[BEGIN TEXT EXTRACT]

The latest example: Oliver Anthony Music’s smash hit “Rich Men North of Richmond.” The anti-Washington anthem, a screed against politicians depicted as depraved and out of touch bureaucrats who want “total control” over the lives of the working class, debuted Monday at No. 1 on Billboard’s Hot 100 singles chart.
That’s quite a feat, considering singer Christopher Anthony Lunsford was virtually unknown just weeks ago. It’s an even more miraculous achievement given that Lunsford faced stiff competition on the charts from Taylor Swift, Morgan Wallen, Olivia Rodrigo, Miley Cyrus, and other A-list performers. Billboard said that its the first time an artist has ever launched “atop the list with no prior chart history in any form.”
But it’s representative of a growing trend in which performers like Lunsford are tapping into an environment in which millions of Americans, primed to loathe mainstream pop culture and media, are willing to open their pocket books to champion their politics. It’s also illustrative of the power amassed by right-wing media forces, taking unknown quantities and churning them out into overnight blockbuster hits, a weaponized cudgel against perceived enemies in mainstream institutions.
Already this summer, there have been two other notable examples. The “Sound of Freedom,” a crowdfunded film embraced by Donald Trump and outlets such as Fox News about the horrors of child sex trafficking, managed to best “Mission: Impossible — Dead Reckoning Part One” at the domestic box office, despite the latter being a highly anticipated Tom Cruise action flick that exploded into theaters with enormous hype. And, while he is a well known country singer, Jason Aldean’s widely criticized “Try That In a Small Town” was not much of a commercial success until it was boosted by right-wing media to the top of the Billboard charts.
As conservatives increasingly see legacy media companies and performers as not only disagreeable, but outright evil, it makes sense that they would look toward outsiders to fill their entertainment needs. Why watch a Hollywood elitist like Cruise perform when a Trump-approved, Fox News-boosted movie is also playing at the local theater?

[END TEXT EXTRACT]

● TASKS AND EXERCISES:
• A. Multiply each coordinate in the answers by 2.2, rounding to whole numbers with halves rounded up, and rewrite the entries from the line with "sidewalk shown above." through the last entry, both ends included, with their requests kept.
• B. What would come next in the text on right-wing media turning outsiders into chart and box-office hits? Write it, beginning after its final sentence.
The entries below the text are unrelated to it.

[BEGIN ITEMS]

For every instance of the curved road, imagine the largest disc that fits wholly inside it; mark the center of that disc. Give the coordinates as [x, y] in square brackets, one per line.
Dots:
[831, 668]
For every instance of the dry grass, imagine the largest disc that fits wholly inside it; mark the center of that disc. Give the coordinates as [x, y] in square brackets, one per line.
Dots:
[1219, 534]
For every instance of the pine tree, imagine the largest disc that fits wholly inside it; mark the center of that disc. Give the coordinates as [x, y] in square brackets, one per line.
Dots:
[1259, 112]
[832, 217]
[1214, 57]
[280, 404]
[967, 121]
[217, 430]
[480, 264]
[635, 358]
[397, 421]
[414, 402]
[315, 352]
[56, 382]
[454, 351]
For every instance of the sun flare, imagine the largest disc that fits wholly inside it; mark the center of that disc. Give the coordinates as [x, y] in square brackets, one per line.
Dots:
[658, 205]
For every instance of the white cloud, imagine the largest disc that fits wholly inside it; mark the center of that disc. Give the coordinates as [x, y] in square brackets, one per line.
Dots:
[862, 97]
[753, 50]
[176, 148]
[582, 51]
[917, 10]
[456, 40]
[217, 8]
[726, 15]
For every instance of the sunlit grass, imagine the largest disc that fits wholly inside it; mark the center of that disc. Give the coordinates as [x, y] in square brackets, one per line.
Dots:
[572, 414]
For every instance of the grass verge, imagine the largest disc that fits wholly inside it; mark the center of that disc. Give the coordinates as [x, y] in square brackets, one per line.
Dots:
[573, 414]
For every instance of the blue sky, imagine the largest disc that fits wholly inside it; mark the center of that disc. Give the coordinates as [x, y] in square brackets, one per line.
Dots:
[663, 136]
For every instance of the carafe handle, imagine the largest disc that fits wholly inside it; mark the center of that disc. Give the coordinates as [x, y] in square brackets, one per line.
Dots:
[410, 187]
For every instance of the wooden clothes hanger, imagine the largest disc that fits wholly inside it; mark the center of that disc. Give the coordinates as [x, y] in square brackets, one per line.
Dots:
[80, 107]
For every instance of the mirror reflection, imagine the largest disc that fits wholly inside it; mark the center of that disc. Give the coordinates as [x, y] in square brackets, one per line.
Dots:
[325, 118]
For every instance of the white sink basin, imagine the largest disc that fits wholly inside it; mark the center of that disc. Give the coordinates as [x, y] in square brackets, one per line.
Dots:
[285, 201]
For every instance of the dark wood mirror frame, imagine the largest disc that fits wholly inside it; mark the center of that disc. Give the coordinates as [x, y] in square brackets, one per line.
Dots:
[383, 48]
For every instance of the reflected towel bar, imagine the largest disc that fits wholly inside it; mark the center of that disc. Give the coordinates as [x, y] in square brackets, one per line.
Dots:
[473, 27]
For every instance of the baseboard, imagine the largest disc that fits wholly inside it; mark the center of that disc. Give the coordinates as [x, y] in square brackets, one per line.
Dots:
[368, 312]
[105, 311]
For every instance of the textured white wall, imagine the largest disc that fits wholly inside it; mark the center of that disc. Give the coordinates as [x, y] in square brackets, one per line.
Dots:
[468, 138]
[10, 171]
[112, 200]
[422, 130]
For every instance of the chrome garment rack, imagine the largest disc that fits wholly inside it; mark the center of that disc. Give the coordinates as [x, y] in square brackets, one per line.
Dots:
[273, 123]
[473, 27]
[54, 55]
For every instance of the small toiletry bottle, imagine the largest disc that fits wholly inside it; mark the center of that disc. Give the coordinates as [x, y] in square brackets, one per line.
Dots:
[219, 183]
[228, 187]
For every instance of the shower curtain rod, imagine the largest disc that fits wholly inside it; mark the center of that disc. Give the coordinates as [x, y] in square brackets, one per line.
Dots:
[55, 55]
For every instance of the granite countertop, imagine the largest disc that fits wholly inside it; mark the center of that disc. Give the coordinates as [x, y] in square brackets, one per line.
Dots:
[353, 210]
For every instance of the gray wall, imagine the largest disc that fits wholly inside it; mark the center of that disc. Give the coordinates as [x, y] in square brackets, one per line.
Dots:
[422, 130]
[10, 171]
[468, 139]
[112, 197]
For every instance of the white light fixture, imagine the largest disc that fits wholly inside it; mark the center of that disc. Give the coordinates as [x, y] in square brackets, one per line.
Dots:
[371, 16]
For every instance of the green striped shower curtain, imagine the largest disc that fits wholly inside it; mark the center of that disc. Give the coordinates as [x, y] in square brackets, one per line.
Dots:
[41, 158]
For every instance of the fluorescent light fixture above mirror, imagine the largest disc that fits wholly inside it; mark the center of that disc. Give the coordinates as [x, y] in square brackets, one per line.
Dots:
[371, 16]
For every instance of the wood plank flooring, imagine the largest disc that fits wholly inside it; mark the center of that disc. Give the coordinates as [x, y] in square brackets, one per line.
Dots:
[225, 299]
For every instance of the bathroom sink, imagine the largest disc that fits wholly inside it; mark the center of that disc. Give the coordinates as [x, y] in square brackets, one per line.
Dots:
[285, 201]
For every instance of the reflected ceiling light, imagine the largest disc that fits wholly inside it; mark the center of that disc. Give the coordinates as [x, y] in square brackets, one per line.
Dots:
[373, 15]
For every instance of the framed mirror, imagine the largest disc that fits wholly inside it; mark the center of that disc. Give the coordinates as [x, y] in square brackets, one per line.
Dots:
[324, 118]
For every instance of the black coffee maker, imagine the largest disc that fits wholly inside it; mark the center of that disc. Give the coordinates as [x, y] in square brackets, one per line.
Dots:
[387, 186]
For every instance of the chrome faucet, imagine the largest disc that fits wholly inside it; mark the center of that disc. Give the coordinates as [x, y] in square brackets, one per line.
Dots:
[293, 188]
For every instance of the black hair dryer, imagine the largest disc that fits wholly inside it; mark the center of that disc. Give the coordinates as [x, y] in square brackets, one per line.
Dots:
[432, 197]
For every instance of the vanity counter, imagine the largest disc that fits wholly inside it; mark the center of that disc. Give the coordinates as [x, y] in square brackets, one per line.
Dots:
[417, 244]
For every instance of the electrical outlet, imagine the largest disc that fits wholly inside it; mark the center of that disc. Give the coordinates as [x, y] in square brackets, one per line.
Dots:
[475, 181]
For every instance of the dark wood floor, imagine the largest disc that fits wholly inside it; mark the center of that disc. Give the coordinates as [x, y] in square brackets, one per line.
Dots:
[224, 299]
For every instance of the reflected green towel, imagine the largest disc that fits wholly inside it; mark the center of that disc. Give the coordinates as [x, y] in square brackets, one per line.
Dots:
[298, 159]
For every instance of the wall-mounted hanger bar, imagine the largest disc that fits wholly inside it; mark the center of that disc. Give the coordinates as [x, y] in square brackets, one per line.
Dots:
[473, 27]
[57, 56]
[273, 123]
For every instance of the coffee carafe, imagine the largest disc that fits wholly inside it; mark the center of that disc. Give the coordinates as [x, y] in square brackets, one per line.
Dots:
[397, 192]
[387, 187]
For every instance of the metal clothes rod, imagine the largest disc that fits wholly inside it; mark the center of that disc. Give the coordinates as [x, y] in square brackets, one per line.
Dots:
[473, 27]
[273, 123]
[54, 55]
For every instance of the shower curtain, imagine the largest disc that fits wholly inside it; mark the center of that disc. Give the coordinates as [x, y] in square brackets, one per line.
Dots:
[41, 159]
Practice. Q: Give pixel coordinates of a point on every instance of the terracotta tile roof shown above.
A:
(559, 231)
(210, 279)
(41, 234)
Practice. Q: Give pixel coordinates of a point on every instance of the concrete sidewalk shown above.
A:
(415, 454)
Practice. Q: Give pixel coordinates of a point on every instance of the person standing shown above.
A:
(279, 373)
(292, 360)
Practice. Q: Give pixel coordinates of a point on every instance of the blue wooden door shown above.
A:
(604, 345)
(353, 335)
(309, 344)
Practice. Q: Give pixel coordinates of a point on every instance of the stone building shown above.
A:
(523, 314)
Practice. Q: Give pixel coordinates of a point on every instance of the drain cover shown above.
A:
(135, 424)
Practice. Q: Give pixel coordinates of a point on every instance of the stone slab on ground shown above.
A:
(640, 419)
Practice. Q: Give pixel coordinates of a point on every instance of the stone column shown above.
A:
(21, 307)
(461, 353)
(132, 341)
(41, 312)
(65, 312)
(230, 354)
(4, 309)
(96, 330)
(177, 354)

[END ITEMS]

● WRITTEN RESPONSES:
• A.
Practice. Q: Give pixel coordinates of a point on every instance of the concrete sidewalk shown above.
A:
(913, 999)
Practice. Q: Give pixel coordinates of a point on every instance of the person standing shown above.
A:
(614, 821)
(642, 792)
Practice. Q: Give pixel coordinates of a point on every instance of the blue wooden door shown above.
A:
(1329, 759)
(777, 737)
(680, 757)
Practice. Q: Give pixel coordinates of a point on every instance of the stone building shown above.
A:
(1151, 691)
Practice. Q: Give pixel coordinates of a point on every instance of the drain cover shown above.
A:
(297, 933)
Practice. Q: Give pixel coordinates of a point on every instance of the stone slab on ground shown above.
A:
(1408, 922)
Practice. Q: Give pixel coordinates of a point on every instance of the stone column shown above.
A:
(46, 675)
(1014, 777)
(290, 750)
(90, 686)
(143, 686)
(506, 779)
(9, 680)
(211, 726)
(389, 779)

• B.
Prominent right-wing media companies have in recent years started to create content and products designed to tailor fit their audience’s political and social views, exploiting the very hole in the market they created for additional profit. Fox News, The Daily Wire, and TheBlaze have all made pushes in this direction. These outlets program their audiences to abhor companies like Disney and then show up with paid content designed to replace the Magic Kingdom in their households.
In an interview with Fox News that aired Monday, Lunsford himself blasted “corporate media and education” for “making everyone identify each other’s differences and not as similarities.”
Ultimately, if successful, the strategy could spell the end of a shared popular culture, similar to how the advent of right-wing talk-radio and Fox News ultimately spelled the end of a shared understanding of current events.
It won’t happen overnight, of course. It took decades for Fox News and the rest of the right-wing machine to undermine the traditional news media and deceive their audiences into actually thinking that journalists report “fake news.” But, with enough repetition over time, it worked. And the trend now suggests the winds are blowing in a similar direction in pop culture.